--- PROVIDED RECORDS ---
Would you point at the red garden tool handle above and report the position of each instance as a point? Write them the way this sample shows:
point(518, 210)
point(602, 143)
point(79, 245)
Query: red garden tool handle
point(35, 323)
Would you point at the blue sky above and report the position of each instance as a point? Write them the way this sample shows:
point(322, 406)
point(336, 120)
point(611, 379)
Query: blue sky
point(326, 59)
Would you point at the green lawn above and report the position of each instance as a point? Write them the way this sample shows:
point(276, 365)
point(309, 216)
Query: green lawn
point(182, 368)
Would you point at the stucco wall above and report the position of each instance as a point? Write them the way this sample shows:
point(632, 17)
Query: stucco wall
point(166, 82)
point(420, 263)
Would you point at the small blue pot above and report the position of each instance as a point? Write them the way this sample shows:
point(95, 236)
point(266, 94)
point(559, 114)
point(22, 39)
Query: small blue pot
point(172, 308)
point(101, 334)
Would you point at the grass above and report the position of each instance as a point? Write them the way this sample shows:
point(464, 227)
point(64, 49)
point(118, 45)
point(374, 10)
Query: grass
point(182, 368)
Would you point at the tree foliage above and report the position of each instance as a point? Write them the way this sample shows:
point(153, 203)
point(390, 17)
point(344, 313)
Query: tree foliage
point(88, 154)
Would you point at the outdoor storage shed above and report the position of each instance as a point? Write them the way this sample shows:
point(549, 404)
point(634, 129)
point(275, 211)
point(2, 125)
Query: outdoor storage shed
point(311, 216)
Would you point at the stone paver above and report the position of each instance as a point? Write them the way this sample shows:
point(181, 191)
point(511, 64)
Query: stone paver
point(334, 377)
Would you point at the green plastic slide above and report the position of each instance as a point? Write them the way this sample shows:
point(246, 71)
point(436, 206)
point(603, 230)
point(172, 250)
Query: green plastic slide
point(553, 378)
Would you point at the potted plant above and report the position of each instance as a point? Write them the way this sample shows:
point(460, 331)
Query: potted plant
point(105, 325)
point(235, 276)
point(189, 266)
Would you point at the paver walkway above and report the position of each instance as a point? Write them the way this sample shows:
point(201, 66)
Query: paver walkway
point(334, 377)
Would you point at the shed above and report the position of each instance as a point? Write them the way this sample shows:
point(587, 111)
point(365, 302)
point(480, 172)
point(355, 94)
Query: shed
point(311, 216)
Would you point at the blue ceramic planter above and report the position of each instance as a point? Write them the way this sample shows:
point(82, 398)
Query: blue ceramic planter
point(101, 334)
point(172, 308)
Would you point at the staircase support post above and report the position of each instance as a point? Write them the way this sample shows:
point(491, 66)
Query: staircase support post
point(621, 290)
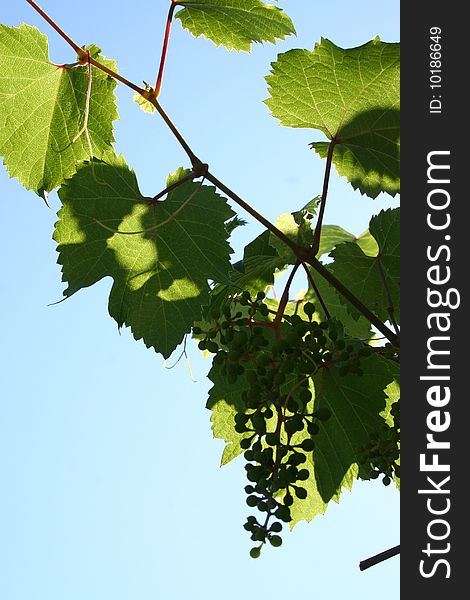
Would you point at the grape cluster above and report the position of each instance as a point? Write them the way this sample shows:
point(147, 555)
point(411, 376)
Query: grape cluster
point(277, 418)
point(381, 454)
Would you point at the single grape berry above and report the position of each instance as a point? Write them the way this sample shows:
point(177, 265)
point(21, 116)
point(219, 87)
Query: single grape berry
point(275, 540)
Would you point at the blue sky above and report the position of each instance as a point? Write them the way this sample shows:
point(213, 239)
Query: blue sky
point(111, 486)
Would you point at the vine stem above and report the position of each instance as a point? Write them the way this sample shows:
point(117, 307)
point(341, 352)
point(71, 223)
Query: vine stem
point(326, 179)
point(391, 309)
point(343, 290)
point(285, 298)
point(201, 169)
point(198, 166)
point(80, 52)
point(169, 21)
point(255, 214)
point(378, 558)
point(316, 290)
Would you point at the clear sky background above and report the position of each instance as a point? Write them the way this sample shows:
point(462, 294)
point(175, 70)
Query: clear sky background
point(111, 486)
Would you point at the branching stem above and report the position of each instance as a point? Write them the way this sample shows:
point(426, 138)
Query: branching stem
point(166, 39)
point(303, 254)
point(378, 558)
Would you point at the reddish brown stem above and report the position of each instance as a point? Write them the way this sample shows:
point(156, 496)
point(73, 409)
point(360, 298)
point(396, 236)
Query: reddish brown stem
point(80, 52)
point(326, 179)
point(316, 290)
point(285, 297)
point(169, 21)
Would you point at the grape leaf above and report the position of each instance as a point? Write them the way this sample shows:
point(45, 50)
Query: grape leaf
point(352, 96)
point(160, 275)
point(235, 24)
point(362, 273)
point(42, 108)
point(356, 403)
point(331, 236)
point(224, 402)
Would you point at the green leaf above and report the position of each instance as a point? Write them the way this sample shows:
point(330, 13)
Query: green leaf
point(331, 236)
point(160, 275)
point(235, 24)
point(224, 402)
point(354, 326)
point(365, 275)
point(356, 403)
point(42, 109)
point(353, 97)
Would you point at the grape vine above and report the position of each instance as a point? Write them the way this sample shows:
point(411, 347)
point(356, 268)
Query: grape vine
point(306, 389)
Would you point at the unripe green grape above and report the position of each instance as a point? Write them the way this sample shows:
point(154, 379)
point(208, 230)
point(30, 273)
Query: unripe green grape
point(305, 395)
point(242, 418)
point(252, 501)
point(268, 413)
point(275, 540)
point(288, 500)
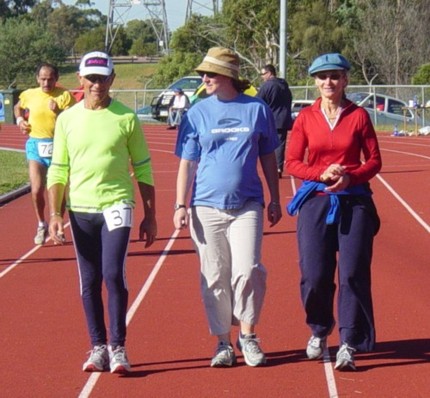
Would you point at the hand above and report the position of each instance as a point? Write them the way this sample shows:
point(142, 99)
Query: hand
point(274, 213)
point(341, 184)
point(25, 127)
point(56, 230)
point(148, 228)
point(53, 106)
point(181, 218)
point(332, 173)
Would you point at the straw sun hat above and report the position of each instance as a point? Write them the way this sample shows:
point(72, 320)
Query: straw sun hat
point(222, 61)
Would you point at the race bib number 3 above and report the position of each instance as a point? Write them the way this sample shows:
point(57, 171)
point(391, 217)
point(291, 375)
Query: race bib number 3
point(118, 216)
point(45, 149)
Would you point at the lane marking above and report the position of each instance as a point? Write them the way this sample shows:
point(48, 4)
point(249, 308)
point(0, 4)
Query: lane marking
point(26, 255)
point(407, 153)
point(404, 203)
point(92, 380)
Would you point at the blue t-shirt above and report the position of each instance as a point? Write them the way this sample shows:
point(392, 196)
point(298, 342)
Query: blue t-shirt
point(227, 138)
---
WHAT NEEDS TO BE DONE:
Restate the data word for word while omitting each picture.

WRITTEN REPLY:
Would you point at the red garden tool handle above and report the position of each instance as a point? Write them the way this sample shows:
point(518, 210)
point(602, 143)
point(79, 245)
Query: red garden tool handle
point(35, 323)
Would you point at the blue sky above and report the position of each instance as a point? Write them the way this sample shows:
point(322, 406)
point(336, 120)
point(611, 379)
Query: blue sky
point(326, 59)
Would you point at the green lawn above and report the position of each instance as a point? Write them the way this sample shows:
point(276, 365)
point(309, 216)
Query: green lawn
point(182, 368)
Would you point at the stucco wall above and report the position of each instance as a point? Write them the way this sample shows:
point(632, 17)
Query: stucco wall
point(166, 82)
point(420, 263)
Would you point at the small blue pot above and report the position of each instance as a point? Write them the way this sample shows:
point(95, 236)
point(266, 94)
point(559, 114)
point(22, 39)
Query: small blue pot
point(172, 308)
point(101, 334)
Would you point at the grass above and report the position of each instance as a point? Write them the way this sample shows:
point(464, 227)
point(64, 49)
point(118, 45)
point(374, 10)
Query: grass
point(182, 368)
Would you point at the tree foliage above and report the position of each instance as a point? Write them the way this sample shows:
point(153, 203)
point(390, 17)
point(344, 313)
Query: tree foliage
point(88, 154)
Would you point at the outdoor storage shed above and report the position of each instance as a point? Write them the way this sample shows:
point(549, 404)
point(634, 129)
point(275, 211)
point(2, 125)
Query: outdoor storage shed
point(311, 216)
Would you point at the stone paver above and report the position of each instance as a point? Write them the way this sample shows:
point(181, 191)
point(511, 64)
Query: stone paver
point(334, 377)
Would you point at the green plastic slide above and report the position of each instance as a point? Write them the way this sample shows:
point(246, 71)
point(436, 206)
point(603, 230)
point(172, 250)
Query: green plastic slide
point(553, 378)
Would you point at the potted plant above and report the position of each instance as a point? Write them the way this sample shows:
point(460, 331)
Query: potted plant
point(105, 325)
point(235, 276)
point(189, 266)
Would you point at the paver walkway above and report the position of each instance as a point? Write them the way this sample shows:
point(201, 66)
Query: paver walkway
point(334, 377)
Would you point at the shed above and report the position of each instance as a point? Write them the way this sample shows:
point(587, 111)
point(365, 302)
point(480, 172)
point(355, 94)
Query: shed
point(311, 216)
Would you point at the blue ceramic planter above and report the position of each instance as a point? Write them the way this sample shows:
point(82, 398)
Query: blue ceramic planter
point(101, 334)
point(172, 308)
Would you point at the staircase support post above and report the position of each instance as a point? Write them the way this sample shows:
point(491, 66)
Query: staircase support post
point(621, 290)
Would you point at the grape cluster above and report the position of each instance as a point? Write them the way this sample shows:
point(147, 555)
point(411, 376)
Query: grape cluster
point(277, 418)
point(381, 454)
Would you point at the single grape berry above and report the position of each instance as a point? Write them the way this sample shows:
point(177, 265)
point(21, 116)
point(219, 87)
Query: single grape berry
point(275, 540)
Would you point at the blue sky above and report the position of each instance as a point? Write them the way this sample shows:
point(213, 239)
Query: blue sky
point(111, 486)
Would you point at the vine stem above and report the position of each instance as a point? Write them the way this sample shows:
point(117, 307)
point(341, 352)
point(71, 223)
Query: vine stem
point(326, 179)
point(391, 309)
point(343, 290)
point(285, 298)
point(201, 169)
point(198, 166)
point(80, 52)
point(169, 21)
point(255, 214)
point(378, 558)
point(316, 290)
Would you point at the clear sky background above and report the position of each instance as a point? Write them the way this sample shows:
point(462, 294)
point(175, 70)
Query: clear sky background
point(111, 486)
Would you point at the branching stem above and report the position of each instance as a point? Write them the way this sample shows:
point(426, 138)
Query: branching stem
point(166, 39)
point(303, 254)
point(378, 558)
Would you point at the reddish brown stem above and report the position of each instance as a point? Write them the way this sample shows:
point(156, 496)
point(73, 409)
point(360, 298)
point(396, 236)
Query: reddish brown stem
point(80, 52)
point(326, 179)
point(316, 290)
point(285, 297)
point(169, 21)
Would you point at the grape leaf above and report the position of each instance as a point? Write them the way this sample shows:
point(45, 50)
Query: grape leaf
point(352, 96)
point(160, 275)
point(235, 24)
point(362, 273)
point(42, 108)
point(356, 403)
point(331, 236)
point(224, 402)
Would you point at the green leaf above and report the position of each instance as a point? Write them the way this sample shows:
point(330, 13)
Query: green leaf
point(331, 236)
point(160, 275)
point(235, 24)
point(224, 402)
point(354, 326)
point(365, 275)
point(356, 403)
point(42, 109)
point(353, 97)
Would you point at the grape vine above and report the position of each instance as a point? Write them the way this sample shows:
point(411, 347)
point(356, 268)
Query: grape vine
point(306, 389)
Would you point at the unripe green grape above and report the position of each instance as a point? Write them the way this sample shows:
point(154, 379)
point(208, 230)
point(30, 273)
Query: unripe green grape
point(305, 395)
point(242, 418)
point(252, 501)
point(268, 413)
point(275, 540)
point(288, 500)
Would you point at the hand above and report the position of each instance as a point? Write them the way this sample shows:
point(142, 99)
Query: hand
point(274, 213)
point(341, 184)
point(25, 127)
point(56, 230)
point(148, 228)
point(53, 106)
point(181, 218)
point(332, 173)
Would you point at the straw sun hat above and report the position of each instance as a point? Write them the way this sample shows:
point(72, 320)
Query: straw sun hat
point(222, 61)
Would you point at the race bib number 3 above and report the position of each instance as a point? Write them the way this sample shows:
point(57, 171)
point(391, 217)
point(291, 375)
Query: race bib number 3
point(118, 216)
point(45, 149)
Would you point at the lane marking above and report the position of each instance as a point? Write them the way this sample shows:
point(48, 4)
point(249, 308)
point(0, 4)
Query: lane marking
point(26, 255)
point(407, 153)
point(404, 203)
point(92, 380)
Would you point at the blue t-shirt above and report the position of each instance as a point? Write them the way this sample shows:
point(392, 196)
point(298, 342)
Query: blue t-shirt
point(227, 138)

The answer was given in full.